◆ Set task ◆
Write the next part of the Xenomai mailing-list reply about a POSIX skin task crashing Linux, starting after its last line.

◆ Source excerpt ◆

○ ○ ○ ○

From mboxrd@z Thu Jan  1 00:00:00 1970
Message-ID: <54D0A0C2.3050905@xenomai.org>
Date: Tue, 03 Feb 2015 11:19:46 +0100
From: Philippe Gerum <rpm@xenomai.org>
MIME-Version: 1.0
References: <CAEMXjGyps7NpBUYgC4j4TrVKbiAZsceiuQ71TymDtXz-a3fqbA@mail.gmail.com>
 <54CCAA6D.4030007@xenomai.org>
 <CAEMXjGyNHrnCRXjVQq8FaWAVdzN1x3079QT0J_bCx_8VfNoQxA@mail.gmail.com>
In-Reply-To: <CAEMXjGyNHrnCRXjVQq8FaWAVdzN1x3079QT0J_bCx_8VfNoQxA@mail.gmail.com>
Content-Type: text/plain; charset=windows-1252
Content-Transfer-Encoding: 7bit
Subject: Re: [Xenomai] POSIX skin, task crashes Linux when run as RT task
List-Id: Discussions about the Xenomai project <xenomai.xenomai.org>
List-Unsubscribe: <http://www.xenomai.org/mailman/options/xenomai>,
 <mailto:xenomai-request@xenomai.org?subject=unsubscribe>
List-Archive: <http://www.xenomai.org/pipermail/xenomai/>
List-Post: <mailto:xenomai@xenomai.org>
List-Help: <mailto:xenomai-request@xenomai.org?subject=help>
List-Subscribe: <http://www.xenomai.org/mailman/listinfo/xenomai>,
 <mailto:xenomai-request@xenomai.org?subject=subscribe>
To: Steve B <sbattazzo@gmail.com>, xenomai@xenomai.org

On 02/02/2015 10:12 PM, Steve B wrote:
> On Sat, Jan 31, 2015 at 2:11 AM, Philippe Gerum <rpm@xenomai.org> wrote:
> 
>> On 01/31/2015 12:52 AM, Steve B wrote:
>>> Hello,
>>>
>>> I have a task running at 100Hz on a Beaglebone Black that seems to crash
>>> sporadically when I set its parameters to SCHED_FIFO with any priority,
>> and
>>
>> AFAICT, this should be the basic issue to investigate. Is there any
>> feedback on the kernel console? any crash report? Or is it just locking
>> up hard?

○ ○ ○ ○

◆ Record set ◆
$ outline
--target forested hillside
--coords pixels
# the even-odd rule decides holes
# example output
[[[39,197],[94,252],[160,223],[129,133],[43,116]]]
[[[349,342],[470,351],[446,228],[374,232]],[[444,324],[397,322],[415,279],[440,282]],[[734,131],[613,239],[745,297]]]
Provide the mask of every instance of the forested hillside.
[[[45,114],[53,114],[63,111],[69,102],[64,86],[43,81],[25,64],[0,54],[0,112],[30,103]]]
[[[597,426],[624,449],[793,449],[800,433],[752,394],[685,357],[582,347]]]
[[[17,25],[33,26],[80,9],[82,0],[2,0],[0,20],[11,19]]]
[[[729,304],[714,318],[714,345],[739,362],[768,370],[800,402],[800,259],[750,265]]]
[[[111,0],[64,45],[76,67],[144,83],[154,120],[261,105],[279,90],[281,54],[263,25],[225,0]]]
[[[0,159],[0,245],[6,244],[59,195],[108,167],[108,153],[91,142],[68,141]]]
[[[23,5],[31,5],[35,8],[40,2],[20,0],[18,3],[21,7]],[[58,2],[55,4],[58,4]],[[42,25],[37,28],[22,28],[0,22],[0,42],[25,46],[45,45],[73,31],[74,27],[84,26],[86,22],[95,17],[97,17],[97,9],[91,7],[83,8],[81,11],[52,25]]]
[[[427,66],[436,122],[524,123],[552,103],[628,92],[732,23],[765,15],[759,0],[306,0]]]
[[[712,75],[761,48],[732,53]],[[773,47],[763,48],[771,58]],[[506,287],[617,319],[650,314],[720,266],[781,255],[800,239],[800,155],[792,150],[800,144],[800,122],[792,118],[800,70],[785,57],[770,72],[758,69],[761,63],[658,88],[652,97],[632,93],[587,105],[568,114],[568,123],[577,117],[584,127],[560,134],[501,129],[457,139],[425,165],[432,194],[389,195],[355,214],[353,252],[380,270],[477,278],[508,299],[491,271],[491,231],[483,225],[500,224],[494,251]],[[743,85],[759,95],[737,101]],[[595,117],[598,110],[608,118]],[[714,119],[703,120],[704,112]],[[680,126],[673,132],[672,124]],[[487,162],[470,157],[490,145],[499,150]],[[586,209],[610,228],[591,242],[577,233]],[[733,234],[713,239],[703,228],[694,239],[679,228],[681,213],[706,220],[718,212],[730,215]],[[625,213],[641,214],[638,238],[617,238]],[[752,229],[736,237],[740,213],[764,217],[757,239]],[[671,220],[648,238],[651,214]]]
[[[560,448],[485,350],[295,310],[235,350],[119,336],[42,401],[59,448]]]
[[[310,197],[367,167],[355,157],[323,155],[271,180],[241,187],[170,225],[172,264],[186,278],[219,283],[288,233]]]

○ ○ ○ ○

◆ Result for this exercise ◆
>>
>>
> I tried 'dmesg -w' in another telnet session, the only kernel message I saw
> after starting up my application was that one of my serial ports had a
> buffer overrun once (I don't believe this is related). No messages at the
> time of the crash. I would say it's mostly locking up hard as it takes a
> very long and indeterminate amount of time to CTRL-C out of the
> application, and my other telnet sessions don't respond well (or at all) to
> inputs on the command line. The application still gives some printouts, but
> about a hundred or to a thousand times slower than nominal.
> 

A typical issue is an error reported by some blocking call - for
instance when reading data from some RT device - going unnoticed by the
application, which then iterates and so on. Normally, this causes a hard
lockup due to the RT scheduling priority, but if your work loop also
switches mode due to plain linux calls, then the system might just be
brought to a crawl instead.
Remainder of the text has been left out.